Passage provided >>
+++

Court Ordered Cinder Grill Maker to Repay Tony Fadell’s Investment Firm $294,736

Palate Home, the company behind the Cinder grill, was ordered by a San Mateo court in August to pay $294,736 to Tony Fadell’s investment firm, Future Shape LLC. The default judgment compels Palate Home to repay a $250,000 loan to Future Shape plus $43,737 in interest as well as $999 in costs.

We are not lawyers, but from reading the court documents it looks as though on January 14, 2015, Future Shape provided a $250,000 loan in the form of a convertible promissory note to Palate Home. The original $250,000 plus five percent interest came due on July 14, 2016.

We uncovered this judgment working on a story chronicling the troubles Palate Home was having manufacturing and shipping Cinder to its crowdfunding backers. The Cinder is countertop electric appliance that delivered sous-vide like precision cooking without the need for plastic bags and a circulating water bath, plus the ability to sear meats — something sous vide wands can’t do. Our very own Mike Wolf was a big fan of the appliance.

The fact that Future Shape was involved at all must have been a feather in the cap (and money in the bank, evidently) for Palate Home. Future Shape is the investment firm of Tony Fadell, who is famous for helping invent the iPod and for founding Nest Labs. The fact that he was involved at all seems like validation, at least at the time of the loan, that there was something promising in the Cinder.

Indiegogo updates provided by Palate Home Co-Founder and CEO Eric Norman over the past year outline manufacturing issues that his company was experiencing that were, in turn, delaying the shipment of orders to its crowdfunders.

What’s interesting is the timing. The Future Shape convertible note was issued in January of 2015, came due in July 2016, and Palate Home closed its Cinder Indiegogo campaign in June of 2017, raising $552,405 from 800 backers, almost a full year after the loan was due. The lawsuit from Future Shape was brought in April of 2018.

According to Indiegogo updates from Norman:

February 6, 2018 – A factory in China has 500 built Cinders (after delays caused by a faulty cooking plate) ready to ship to California.

April 2, 2018 – Palate Home still has not shipped grills to California. “Consequently,” writes Norman, “We’ve done everything we can to reduce our expenses. As things started to get tight, we reduced headcount and stopped taking any salary.

April 9, 2018 – In a Q&A style post, Norman writes:

What is the status of the grills?

+++

Excerpted records >>
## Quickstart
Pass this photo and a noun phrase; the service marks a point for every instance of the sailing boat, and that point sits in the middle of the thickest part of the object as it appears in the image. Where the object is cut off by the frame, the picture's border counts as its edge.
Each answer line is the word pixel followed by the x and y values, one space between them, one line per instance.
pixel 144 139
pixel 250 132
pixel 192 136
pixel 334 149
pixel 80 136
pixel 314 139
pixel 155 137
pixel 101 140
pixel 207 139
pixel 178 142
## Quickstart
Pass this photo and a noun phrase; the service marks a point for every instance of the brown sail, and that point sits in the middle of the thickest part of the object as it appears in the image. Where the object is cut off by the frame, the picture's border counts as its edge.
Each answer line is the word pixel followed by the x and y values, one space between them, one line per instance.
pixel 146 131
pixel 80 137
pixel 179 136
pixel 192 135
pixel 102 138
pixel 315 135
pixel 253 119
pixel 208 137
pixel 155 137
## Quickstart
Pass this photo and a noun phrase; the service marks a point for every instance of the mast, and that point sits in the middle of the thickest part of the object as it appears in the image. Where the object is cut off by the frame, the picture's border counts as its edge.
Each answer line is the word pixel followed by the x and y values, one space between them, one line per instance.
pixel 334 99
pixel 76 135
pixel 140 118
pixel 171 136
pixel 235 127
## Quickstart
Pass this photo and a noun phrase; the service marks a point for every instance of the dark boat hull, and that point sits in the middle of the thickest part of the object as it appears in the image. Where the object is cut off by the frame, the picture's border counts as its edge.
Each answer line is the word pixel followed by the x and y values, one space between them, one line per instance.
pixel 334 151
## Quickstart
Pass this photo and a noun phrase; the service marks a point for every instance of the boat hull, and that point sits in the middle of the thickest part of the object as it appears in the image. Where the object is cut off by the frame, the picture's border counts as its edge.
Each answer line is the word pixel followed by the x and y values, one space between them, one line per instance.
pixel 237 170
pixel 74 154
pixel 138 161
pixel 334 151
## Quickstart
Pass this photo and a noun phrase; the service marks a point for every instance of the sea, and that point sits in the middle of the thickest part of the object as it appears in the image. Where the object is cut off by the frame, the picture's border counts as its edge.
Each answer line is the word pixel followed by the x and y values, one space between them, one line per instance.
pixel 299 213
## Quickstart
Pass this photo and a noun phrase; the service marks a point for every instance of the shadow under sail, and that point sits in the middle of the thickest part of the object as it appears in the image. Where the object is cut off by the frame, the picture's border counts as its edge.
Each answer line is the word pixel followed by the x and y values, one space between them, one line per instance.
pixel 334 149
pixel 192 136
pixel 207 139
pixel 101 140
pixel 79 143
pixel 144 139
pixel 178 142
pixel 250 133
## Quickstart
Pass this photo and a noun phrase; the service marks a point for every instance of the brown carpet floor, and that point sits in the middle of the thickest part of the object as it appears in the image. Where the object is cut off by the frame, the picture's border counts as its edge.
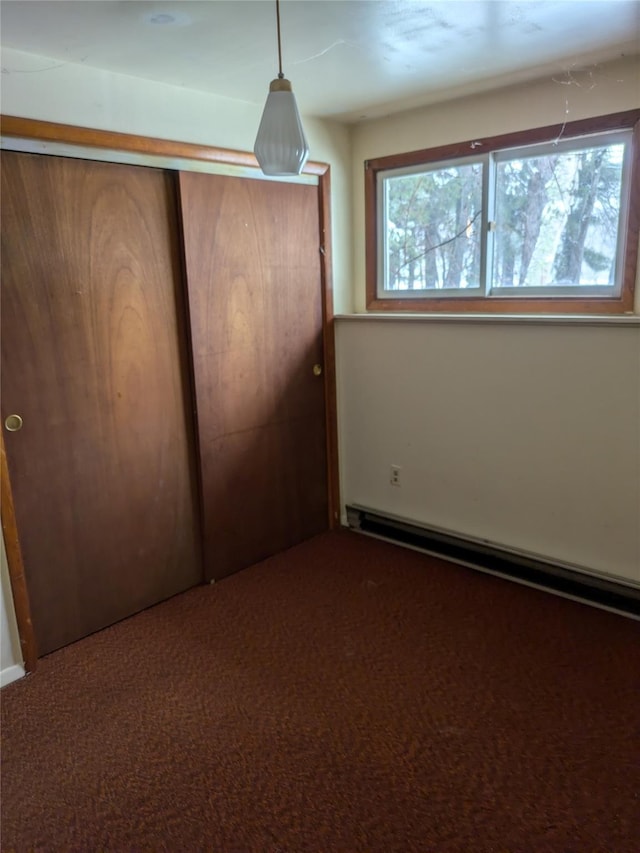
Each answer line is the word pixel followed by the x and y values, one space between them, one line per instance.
pixel 347 695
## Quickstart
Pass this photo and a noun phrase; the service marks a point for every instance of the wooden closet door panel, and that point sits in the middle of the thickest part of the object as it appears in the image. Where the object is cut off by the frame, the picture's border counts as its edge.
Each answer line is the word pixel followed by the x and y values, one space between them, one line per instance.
pixel 255 302
pixel 94 360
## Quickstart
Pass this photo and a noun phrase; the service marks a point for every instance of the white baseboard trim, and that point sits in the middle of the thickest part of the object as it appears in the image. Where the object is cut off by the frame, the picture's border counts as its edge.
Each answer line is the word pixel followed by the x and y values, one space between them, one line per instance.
pixel 11 673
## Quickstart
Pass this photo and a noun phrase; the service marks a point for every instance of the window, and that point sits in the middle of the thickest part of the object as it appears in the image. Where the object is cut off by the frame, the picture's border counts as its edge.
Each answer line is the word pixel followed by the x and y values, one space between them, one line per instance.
pixel 544 221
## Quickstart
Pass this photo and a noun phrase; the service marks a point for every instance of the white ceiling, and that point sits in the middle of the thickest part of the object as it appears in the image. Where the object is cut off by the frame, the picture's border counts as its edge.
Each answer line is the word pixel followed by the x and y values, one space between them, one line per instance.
pixel 348 59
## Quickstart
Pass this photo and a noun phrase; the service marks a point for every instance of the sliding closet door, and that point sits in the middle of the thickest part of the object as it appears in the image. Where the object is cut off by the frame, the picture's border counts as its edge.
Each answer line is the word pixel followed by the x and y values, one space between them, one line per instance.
pixel 94 363
pixel 253 277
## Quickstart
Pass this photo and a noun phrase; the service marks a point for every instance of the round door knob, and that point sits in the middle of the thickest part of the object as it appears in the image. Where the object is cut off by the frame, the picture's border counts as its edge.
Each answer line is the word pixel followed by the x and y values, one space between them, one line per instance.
pixel 13 423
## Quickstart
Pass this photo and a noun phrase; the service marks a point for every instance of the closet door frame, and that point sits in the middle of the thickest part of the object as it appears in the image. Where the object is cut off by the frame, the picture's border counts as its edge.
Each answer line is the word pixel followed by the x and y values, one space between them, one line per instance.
pixel 41 137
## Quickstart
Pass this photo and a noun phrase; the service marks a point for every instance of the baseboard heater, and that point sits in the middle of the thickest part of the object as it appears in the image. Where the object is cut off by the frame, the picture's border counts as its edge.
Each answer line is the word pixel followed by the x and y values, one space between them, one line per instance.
pixel 481 555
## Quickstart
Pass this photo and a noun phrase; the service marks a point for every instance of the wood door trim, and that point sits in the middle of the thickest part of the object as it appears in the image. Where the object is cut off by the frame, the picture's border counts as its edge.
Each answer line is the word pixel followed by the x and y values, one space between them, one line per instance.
pixel 328 337
pixel 47 131
pixel 25 128
pixel 16 567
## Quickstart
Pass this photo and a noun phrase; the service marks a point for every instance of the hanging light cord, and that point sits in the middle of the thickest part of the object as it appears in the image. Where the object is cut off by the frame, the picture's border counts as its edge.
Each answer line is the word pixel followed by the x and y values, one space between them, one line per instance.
pixel 280 74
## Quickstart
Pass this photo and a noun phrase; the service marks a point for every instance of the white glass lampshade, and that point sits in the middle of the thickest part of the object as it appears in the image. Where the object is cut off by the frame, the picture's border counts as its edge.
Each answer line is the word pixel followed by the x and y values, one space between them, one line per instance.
pixel 281 147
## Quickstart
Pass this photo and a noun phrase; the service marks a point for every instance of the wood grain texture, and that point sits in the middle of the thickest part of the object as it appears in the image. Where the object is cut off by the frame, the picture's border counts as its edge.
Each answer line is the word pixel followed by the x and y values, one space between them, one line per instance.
pixel 93 358
pixel 15 563
pixel 505 305
pixel 254 284
pixel 26 128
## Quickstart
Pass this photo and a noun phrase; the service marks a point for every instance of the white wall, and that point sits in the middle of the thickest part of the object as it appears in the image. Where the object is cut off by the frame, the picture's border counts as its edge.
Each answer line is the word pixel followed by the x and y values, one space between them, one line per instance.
pixel 42 88
pixel 568 96
pixel 10 658
pixel 527 435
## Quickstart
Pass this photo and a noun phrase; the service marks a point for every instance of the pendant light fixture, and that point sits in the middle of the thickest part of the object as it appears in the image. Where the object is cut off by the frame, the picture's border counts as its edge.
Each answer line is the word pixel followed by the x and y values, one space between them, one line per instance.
pixel 281 147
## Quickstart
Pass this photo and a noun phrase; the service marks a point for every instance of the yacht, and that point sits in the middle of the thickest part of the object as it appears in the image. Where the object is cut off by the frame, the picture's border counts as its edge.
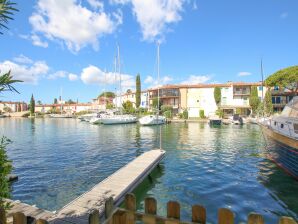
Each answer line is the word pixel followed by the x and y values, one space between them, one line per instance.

+++

The tasks >>
#1 List each distinct dollar amount mentioned in the article on the court judgment against the Cinder grill maker.
#2 Pick up the article on the Cinder grill judgment immediately after its final line and carry it forward.
The records have no connection to the article on the Cinder grill judgment.

Exercise results >>
#1 $294,736; $250,000; $43,737; $999; $552,405

#2
They are built and accepted at the factory. Your grills are part of a larger order and the factory is not willing to release part of the order without payment in full. We’re in a bit of a Catch-22 situation: Selling more grills without shipping yours is (quite reasonably) difficult. At the same time, shipping your grills without the money to pay the factory for the full order would require us to sell more grills or secure a loan. We are exploring a few ways to solve this and ship to you.

That same day, Future Shape filed its complaint against Palate Home for breach of contract. Curious sidenote: according to a service of process court document filed August 23, 2018, a Summons and Complaint was sent to Eric Norman at the address listed for the designated agent on the corporation’s Statement of Information. “According to the process server’s declaration dated April 24, 2018, no company called Palate Home, Inc., is listed at this address. The current company at that location is called Shenzhen Valley Venture and the process server was informed that no one at that location had ever heard of Palate Home, Inc., or Eric [middle name removed by The Spoon] Norman.” To be fair, as you will read, there is a connection between Palate Home and Shenzen Valley, there could be any number of reasons someone at Shenzen didn’t know about Norman, especially depending on whom was interviewed.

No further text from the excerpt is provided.